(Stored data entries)
## Begin

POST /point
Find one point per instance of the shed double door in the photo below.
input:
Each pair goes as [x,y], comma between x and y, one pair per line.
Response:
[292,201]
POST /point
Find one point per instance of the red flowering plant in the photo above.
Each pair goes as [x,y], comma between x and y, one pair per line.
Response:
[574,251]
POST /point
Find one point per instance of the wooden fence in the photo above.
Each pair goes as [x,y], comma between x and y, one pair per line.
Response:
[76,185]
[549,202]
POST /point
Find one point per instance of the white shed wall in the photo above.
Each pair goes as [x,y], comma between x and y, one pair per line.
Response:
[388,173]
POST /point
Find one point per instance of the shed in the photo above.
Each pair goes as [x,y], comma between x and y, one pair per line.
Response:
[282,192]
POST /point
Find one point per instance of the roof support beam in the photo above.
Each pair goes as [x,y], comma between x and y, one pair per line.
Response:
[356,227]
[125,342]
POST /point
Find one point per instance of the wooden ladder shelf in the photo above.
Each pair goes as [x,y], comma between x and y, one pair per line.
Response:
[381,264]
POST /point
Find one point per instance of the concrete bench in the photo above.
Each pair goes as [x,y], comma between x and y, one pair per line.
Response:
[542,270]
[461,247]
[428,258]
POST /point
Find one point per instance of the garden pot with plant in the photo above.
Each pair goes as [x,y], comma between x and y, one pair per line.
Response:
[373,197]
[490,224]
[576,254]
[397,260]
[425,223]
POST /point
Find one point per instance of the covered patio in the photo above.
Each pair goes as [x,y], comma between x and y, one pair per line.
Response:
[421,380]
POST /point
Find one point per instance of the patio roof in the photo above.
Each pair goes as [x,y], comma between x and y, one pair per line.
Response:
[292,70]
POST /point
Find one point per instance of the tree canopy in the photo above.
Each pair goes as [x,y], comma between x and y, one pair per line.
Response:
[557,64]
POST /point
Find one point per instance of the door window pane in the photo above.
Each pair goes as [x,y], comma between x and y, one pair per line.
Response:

## End

* [Exercise]
Set every line of the listing down word for word.

* [Answer to this exercise]
POST /point
Find one point per instance of the shed double door in the photo below.
input:
Each pair goes as [x,y], comma between x and y, one pair per line.
Response:
[292,201]
POST /point
Find one point per instance of the red flowering plant in the photo above.
Each pair goes as [x,y], comma between x and y, one pair per line.
Response:
[574,251]
POST /point
Find one point per instance of the wooden fence in the photo above.
Each pair goes as [x,y], comma between x and y, one pair per line.
Response:
[76,185]
[549,202]
POST /point
Find one point per instance of the white shed wall in the photo above.
Each pair goes as [x,y], comma between x and y, one pair per line.
Response:
[388,173]
POST /point
Find one point per instance of the shed in the photo above.
Each pair goes as [x,y], comma between x and y, one pair per line.
Response:
[282,192]
POST /point
Find one point per instance of the roof support beam in the photo above.
Each pair goes as [x,y], comma between x and y, one pair per line.
Response:
[356,227]
[125,342]
POST /point
Find one point per instance of the wooden ladder shelf in the photo above.
Each pair goes as [x,y], comma between x and y, one pair per line.
Response:
[381,264]
POST /point
Find one point per instance of the concrete bench in the photo above.
Each pair goes as [x,y], comma between x and y, one pair per line.
Response:
[542,270]
[461,247]
[428,258]
POST /point
Find one point per instance of the garden pot with plant in the photo above.
Each pair goes as [x,y], comma between x and y, one pair per line.
Response:
[373,197]
[490,224]
[576,254]
[397,260]
[425,223]
POST /point
Find one point per instance of the covered patio in the photo above.
Each pair goes as [x,y], comma between x and y, one pair per line.
Response:
[421,380]
POST /point
Find one point per instance of the patio roof in the photo above.
Each pair goes as [x,y], comma between x and y, one pair per line.
Response:
[292,70]
POST /point
Find one point per instance of the tree canopy in the photo above.
Each pair goes as [x,y], comma between x and y, one pair per line.
Response:
[557,64]
POST /point
Find one point per instance of the door window pane in the photo above.
Each pair goes as [x,y], comma between x and y, one pair per line.
Response:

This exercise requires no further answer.